**Given instruction:** Write out the data below in full, unchanged, minus the images.

═══ Data records

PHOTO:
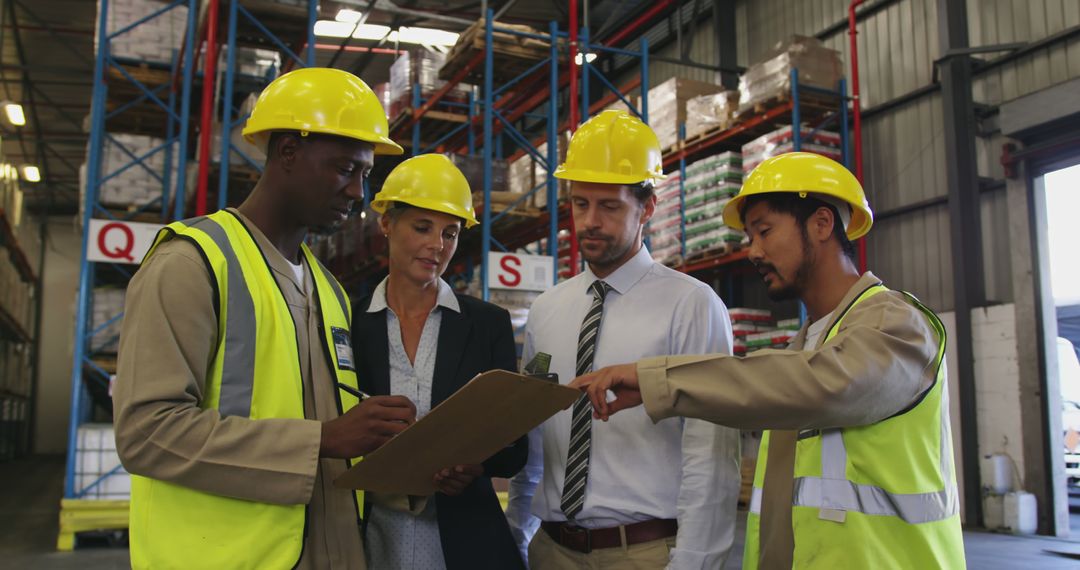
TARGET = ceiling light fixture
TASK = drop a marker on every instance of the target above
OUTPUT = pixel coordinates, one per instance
(31, 174)
(14, 113)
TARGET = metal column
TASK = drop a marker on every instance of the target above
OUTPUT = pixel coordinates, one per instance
(966, 229)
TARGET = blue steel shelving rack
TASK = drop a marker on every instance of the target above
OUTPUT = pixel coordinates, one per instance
(774, 117)
(493, 116)
(231, 116)
(177, 114)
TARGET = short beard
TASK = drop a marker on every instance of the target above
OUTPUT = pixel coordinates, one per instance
(801, 274)
(327, 229)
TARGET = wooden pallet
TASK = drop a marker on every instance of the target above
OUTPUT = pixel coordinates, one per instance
(513, 54)
(79, 515)
(812, 105)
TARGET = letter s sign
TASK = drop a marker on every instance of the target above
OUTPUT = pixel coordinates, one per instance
(510, 276)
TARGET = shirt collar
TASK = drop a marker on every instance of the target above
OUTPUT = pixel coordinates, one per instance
(446, 297)
(628, 274)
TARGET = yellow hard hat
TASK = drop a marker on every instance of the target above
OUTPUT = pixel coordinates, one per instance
(319, 99)
(613, 147)
(430, 181)
(805, 173)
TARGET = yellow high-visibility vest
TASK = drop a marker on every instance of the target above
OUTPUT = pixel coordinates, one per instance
(880, 496)
(255, 374)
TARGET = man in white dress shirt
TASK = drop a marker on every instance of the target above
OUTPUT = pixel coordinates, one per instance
(629, 492)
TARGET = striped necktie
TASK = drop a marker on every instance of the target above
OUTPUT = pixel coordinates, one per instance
(577, 463)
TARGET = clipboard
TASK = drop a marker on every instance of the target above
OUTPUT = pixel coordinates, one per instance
(491, 411)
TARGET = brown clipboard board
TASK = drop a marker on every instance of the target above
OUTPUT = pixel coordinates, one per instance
(487, 415)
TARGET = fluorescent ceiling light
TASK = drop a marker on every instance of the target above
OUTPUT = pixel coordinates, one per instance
(350, 16)
(424, 36)
(328, 28)
(14, 112)
(31, 174)
(589, 57)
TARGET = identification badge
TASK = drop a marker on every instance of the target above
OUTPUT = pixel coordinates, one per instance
(342, 344)
(539, 364)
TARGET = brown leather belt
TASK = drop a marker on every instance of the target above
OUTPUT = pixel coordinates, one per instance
(588, 540)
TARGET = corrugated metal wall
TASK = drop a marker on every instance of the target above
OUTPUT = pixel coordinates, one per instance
(904, 154)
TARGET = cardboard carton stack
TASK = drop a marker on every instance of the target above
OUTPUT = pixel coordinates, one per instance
(824, 143)
(667, 106)
(711, 112)
(154, 40)
(418, 66)
(771, 78)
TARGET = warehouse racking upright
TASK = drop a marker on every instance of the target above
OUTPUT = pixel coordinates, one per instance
(147, 97)
(19, 294)
(116, 122)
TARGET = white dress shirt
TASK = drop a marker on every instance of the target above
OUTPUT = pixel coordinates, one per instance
(687, 470)
(396, 539)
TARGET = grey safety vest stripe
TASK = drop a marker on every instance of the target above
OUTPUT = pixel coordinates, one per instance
(833, 490)
(238, 367)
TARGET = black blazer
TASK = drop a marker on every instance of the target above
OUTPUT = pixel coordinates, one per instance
(472, 527)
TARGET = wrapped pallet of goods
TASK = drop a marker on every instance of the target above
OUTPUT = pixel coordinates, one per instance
(512, 54)
(97, 469)
(667, 106)
(421, 67)
(136, 186)
(707, 113)
(153, 40)
(779, 141)
(770, 80)
(108, 303)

══════

**Exercise answer:**
PHOTO:
TARGET = ceiling light fixture
TASK = drop a marker on every instance of the target above
OUTPUT = pixel coordinates, one per instance
(31, 174)
(14, 113)
TARGET = metal column
TASK = drop a marker on every instance of the target above
OUTPUT = pixel coordinates, one per instance
(966, 229)
TARGET = blue steel shelving rack
TASK = drop a marker on every instance of the target above
OUTPUT = pixel coordinates, one per instance
(774, 117)
(493, 116)
(231, 116)
(177, 114)
TARGET = short beard
TASK = drop a marker on every instance of the target above
OUTPUT = pixel coordinates, one per instance
(801, 274)
(327, 229)
TARGET = wooden pallet
TASK = drop a marker on every instance of the target above
OUTPUT = pixel coordinates, one per instance
(513, 54)
(79, 515)
(812, 105)
TARGET = letter s sign
TASK = drop a marker on every instance of the target above
OUTPUT = pixel coordinates, one per instance
(510, 276)
TARGET = shirt collar
TASK = drop a marker on every instance of the target above
OUTPUT = pixel coordinates, one per instance
(446, 297)
(628, 274)
TARGET = yellow hard hat
TASK = drop a marker on every instance of the target above
OUTPUT = pixel coordinates, one per instance
(319, 99)
(613, 147)
(430, 181)
(805, 173)
TARGET = yellow high-visibility vest
TASK = drop a marker on every instance of the target above
OUTPUT = pixel coordinates, one per instance
(880, 496)
(255, 374)
TARGET = man in white dress shirt
TASK = drop a marker on every instance of the target above
OUTPUT = pixel coordinates, one per instance
(629, 492)
TARGET = striped necktie
TASK = drop a marker on every instance of the target above
OUTPUT = pixel coordinates, one per instance
(577, 463)
TARGET = clipboard
TASK = drop a marker on every instance of the target above
OUTPUT = pixel coordinates, one per instance
(491, 411)
TARGET = brown clipboard board
TASK = drop a marker on every instance of the target above
OUTPUT = pixel coordinates, one per instance
(487, 415)
TARGET = fluorescent ceiling light
TASK = drop a marker on every instance of the target above
OUTPUT = pixel coordinates, one per instance
(350, 16)
(424, 36)
(328, 28)
(14, 112)
(31, 174)
(589, 57)
TARGET = identification badge
TASK = drop a marker on every instance of the target above
OUTPUT = pixel coordinates, one per instance
(342, 344)
(539, 364)
TARGET = brown leather belt
TASK = drop a marker on every instance of the target above
OUTPUT = pixel coordinates, one per instance
(588, 540)
TARGET = corrugated metal wall
TASK = drop a marker on every instance of the target above
OUTPUT = pixel coordinates, one per instance
(904, 154)
TARGET = cardboard carton stack
TASK = drop a marker on every instance of the target above
OUTPUT = pixel coordinates, one per instance
(824, 143)
(667, 106)
(711, 112)
(154, 40)
(418, 66)
(771, 78)
TARGET = warehouse racking upright
TASK = drop a marker on every instance of the target above
OUTPUT = pixel coordinates, one per instance
(147, 97)
(19, 294)
(116, 122)
TARGET = white dress shirt
TASK = drop a marker on every instance of the target above
OUTPUT = pixel coordinates, one per instance
(687, 470)
(396, 539)
TARGET = grey safety vest stripe
TASK = drop a marker on every instance of the target above
OUTPUT = pixel coordinates, one per instance
(833, 490)
(238, 367)
TARGET = black blazer
TASK = drop a marker on every instance of the target above
OUTPUT = pixel coordinates, one per instance
(472, 527)
TARGET = wrapped pallet of goods
TASK = drop a marker on every instance of the target above
OUTPUT = pixel coordinates, one per instance
(512, 54)
(97, 469)
(667, 106)
(421, 67)
(136, 186)
(707, 113)
(153, 40)
(779, 141)
(770, 80)
(108, 303)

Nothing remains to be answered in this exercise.